## YOUR INSTRUCTIONS:
Retype the data word for word, starting with the line that contains "Reviewer note: verify that every instance of the wet" and going on through the line that contains "column 55, row 34", with both of those lines included. Leave the pictures out of your answer.

## THE RECORDS:
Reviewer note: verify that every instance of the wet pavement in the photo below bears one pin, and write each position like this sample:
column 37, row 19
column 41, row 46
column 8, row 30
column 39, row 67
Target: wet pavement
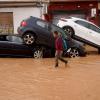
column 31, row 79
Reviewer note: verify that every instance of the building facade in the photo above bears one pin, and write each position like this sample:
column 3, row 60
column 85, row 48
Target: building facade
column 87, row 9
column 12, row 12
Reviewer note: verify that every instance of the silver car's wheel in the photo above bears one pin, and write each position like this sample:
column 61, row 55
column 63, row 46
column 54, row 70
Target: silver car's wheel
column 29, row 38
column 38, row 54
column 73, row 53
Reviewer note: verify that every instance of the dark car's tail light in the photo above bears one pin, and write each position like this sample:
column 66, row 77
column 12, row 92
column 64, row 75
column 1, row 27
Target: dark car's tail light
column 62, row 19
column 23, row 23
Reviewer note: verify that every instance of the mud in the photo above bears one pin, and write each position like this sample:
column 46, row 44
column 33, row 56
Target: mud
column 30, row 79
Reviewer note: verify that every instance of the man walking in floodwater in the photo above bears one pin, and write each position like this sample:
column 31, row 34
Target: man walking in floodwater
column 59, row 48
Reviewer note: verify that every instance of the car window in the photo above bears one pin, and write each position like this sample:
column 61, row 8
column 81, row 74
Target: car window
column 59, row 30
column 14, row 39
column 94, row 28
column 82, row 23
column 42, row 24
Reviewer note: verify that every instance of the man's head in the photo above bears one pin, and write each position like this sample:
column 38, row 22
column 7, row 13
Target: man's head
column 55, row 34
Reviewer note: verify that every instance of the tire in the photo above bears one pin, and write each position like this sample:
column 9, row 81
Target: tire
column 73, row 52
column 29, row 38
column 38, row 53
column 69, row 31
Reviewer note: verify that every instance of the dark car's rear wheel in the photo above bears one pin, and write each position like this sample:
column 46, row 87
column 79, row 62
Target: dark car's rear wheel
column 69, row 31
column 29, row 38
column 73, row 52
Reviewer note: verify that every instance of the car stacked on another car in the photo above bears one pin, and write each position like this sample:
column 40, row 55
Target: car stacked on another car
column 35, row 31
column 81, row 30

---

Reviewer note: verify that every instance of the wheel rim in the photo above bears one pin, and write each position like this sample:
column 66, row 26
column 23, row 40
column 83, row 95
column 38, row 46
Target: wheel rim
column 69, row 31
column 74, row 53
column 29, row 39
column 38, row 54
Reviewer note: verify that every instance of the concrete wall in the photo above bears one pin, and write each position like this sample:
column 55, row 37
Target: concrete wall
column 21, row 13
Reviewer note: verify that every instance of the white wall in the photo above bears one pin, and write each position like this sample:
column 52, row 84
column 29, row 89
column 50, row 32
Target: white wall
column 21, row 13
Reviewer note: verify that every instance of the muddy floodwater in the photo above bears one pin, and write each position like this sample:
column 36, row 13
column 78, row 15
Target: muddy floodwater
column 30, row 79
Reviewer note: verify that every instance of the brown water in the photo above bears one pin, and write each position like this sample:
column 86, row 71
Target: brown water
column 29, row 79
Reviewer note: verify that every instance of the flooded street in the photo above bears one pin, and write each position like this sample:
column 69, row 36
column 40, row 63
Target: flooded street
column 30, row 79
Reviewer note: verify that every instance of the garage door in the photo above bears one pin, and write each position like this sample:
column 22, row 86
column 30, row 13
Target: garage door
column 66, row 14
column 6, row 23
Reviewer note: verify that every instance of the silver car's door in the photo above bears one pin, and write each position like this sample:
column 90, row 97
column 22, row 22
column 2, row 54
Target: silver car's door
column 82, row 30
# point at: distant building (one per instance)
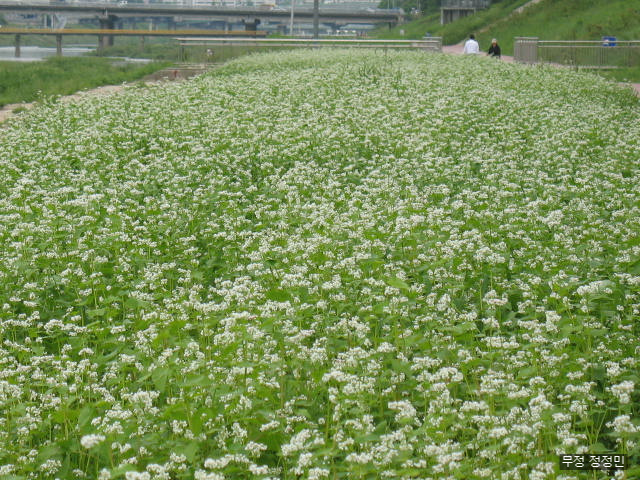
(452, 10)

## RESPONSE:
Reviewer note: verify that every instance of the wet pavement in the photo below bears one pin, and write each position like this sample:
column 37, row 19
column 41, row 46
column 8, row 30
column 39, row 67
Target: wet pavement
column 31, row 79
Reviewer note: verify that every instance of the building facade in the photo above bears one pin, and write each position like this sample:
column 3, row 60
column 85, row 48
Target: building facade
column 87, row 9
column 12, row 12
Reviewer note: verify that every instance of the silver car's wheel in the photo above bears one pin, and write each position like this sample:
column 61, row 55
column 63, row 46
column 54, row 70
Target: silver car's wheel
column 29, row 38
column 38, row 54
column 73, row 53
Reviewer note: verify that every instance of the dark car's tail light in the photo above bears one pin, and write each position like this sample:
column 66, row 77
column 12, row 92
column 64, row 75
column 1, row 27
Target: dark car's tail light
column 62, row 19
column 23, row 23
Reviewer note: verify that every instance of the mud in the photo above bears one pin, and write each position like this sample:
column 46, row 44
column 33, row 56
Target: mud
column 30, row 79
Reviewer note: verify that every instance of the man walking in floodwater in the photo above bears one pin, and write each position like this sample:
column 31, row 34
Target: man walking in floodwater
column 59, row 48
Reviewer note: verify that every instance of the car window in the photo above bears one pin, and write each position like this sample:
column 61, row 8
column 81, row 74
Target: car window
column 59, row 30
column 14, row 39
column 94, row 28
column 82, row 23
column 42, row 24
Reviewer note: verify that every instance of the man's head in the photo above bears one pin, and write each position like this sample:
column 38, row 22
column 7, row 13
Target: man's head
column 55, row 34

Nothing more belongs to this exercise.